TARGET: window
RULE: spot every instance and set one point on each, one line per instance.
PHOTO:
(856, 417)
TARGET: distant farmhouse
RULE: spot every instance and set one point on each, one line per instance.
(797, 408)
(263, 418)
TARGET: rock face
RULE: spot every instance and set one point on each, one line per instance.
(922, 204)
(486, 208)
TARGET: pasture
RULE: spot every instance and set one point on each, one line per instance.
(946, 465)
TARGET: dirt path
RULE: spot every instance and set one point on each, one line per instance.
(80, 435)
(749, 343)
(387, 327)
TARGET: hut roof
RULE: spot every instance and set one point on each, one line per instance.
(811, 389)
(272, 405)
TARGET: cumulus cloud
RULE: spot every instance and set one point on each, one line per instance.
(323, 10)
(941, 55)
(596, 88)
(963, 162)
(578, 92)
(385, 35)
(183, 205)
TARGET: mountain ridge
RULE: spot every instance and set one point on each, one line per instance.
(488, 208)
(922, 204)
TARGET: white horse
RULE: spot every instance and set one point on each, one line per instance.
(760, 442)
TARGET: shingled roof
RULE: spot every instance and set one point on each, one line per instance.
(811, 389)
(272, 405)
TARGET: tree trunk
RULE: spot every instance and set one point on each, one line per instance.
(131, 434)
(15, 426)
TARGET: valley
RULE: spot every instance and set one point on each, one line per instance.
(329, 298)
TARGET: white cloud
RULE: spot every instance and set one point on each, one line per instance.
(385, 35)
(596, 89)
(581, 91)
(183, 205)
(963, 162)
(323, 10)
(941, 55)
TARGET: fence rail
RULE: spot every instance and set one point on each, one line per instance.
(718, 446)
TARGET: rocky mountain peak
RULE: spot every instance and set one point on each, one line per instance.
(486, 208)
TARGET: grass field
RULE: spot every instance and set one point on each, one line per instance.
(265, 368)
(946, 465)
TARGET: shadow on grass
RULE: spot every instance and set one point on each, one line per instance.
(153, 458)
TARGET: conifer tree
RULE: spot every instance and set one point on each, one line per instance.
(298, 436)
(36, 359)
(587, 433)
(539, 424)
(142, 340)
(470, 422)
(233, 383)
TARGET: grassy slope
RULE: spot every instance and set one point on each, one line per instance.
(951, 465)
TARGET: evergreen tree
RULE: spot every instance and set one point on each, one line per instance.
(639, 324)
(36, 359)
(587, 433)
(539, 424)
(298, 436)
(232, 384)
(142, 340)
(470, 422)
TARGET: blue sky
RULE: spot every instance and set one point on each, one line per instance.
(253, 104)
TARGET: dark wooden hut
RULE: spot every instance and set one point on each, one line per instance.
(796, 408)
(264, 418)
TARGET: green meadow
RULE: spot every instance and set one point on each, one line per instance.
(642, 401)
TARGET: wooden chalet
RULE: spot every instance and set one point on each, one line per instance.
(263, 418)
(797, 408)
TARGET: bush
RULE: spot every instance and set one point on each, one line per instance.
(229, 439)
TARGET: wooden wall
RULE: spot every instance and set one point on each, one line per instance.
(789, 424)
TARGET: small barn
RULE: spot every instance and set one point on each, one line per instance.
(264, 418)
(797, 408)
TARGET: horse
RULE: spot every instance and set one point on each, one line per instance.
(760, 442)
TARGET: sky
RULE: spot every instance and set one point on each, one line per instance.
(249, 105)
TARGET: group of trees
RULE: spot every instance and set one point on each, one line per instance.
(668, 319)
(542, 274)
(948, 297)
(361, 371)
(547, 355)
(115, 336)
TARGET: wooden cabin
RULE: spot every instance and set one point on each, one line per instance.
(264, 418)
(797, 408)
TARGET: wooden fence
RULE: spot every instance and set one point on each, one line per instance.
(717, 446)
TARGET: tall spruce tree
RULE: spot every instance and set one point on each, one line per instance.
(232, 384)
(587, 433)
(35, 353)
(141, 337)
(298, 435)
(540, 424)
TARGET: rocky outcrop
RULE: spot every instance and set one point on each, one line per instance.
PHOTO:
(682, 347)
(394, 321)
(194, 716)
++++++++++++++++++++
■ Task brief: Copy the material from the line containing "TARGET: rocky outcrop" through the end, keeping every line, and add 67 to each coordinate in the answers.

■ Solution:
TARGET: rocky outcrop
RULE: spot every instance and set one point on each, one line per instance.
PHOTO:
(749, 414)
(461, 388)
(261, 783)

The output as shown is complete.